▸ **Provided material**

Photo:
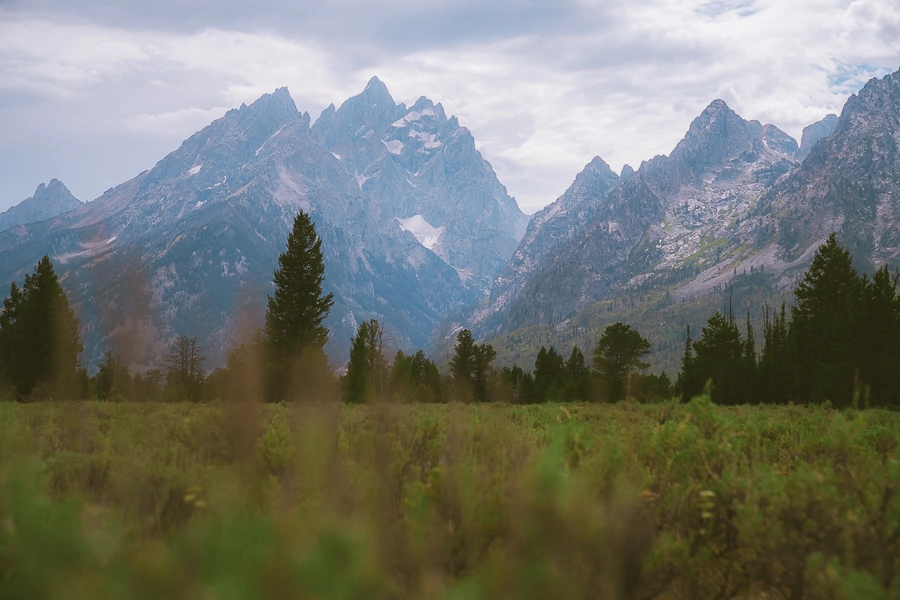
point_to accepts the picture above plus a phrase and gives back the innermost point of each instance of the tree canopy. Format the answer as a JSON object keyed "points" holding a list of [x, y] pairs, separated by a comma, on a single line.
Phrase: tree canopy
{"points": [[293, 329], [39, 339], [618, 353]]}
---
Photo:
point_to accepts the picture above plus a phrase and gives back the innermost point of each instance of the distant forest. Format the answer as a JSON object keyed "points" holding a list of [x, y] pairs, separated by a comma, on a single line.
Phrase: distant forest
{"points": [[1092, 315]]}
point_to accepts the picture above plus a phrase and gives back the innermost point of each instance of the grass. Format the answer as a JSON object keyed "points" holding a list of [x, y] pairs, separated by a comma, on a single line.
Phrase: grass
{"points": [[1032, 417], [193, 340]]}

▸ **Work required**
The lines to return are those in the entries above that hold "picture".

▸ **Answer space**
point_to accepts the picture above plus a phrase and gives back the innermost point of each instance of the tree canopy. Format the answer as a JSON object keyed "points" holding a list of [x, y] pairs, separated by a comma, on a single line.
point_to accepts the picture above plus a phrase and gives back the innermost point of each instance of the distant forest. Format the answer as a JSON object keyed "points" holding a list of [x, y] pairs, separated by a comma, on a single line.
point_to accepts the picture above plus a phrase and gives back the innermost point of each instance of the grass. Format the answer as a JSON object keyed "points" holding a list of [x, y] pairs, separated by a comma, on a single line.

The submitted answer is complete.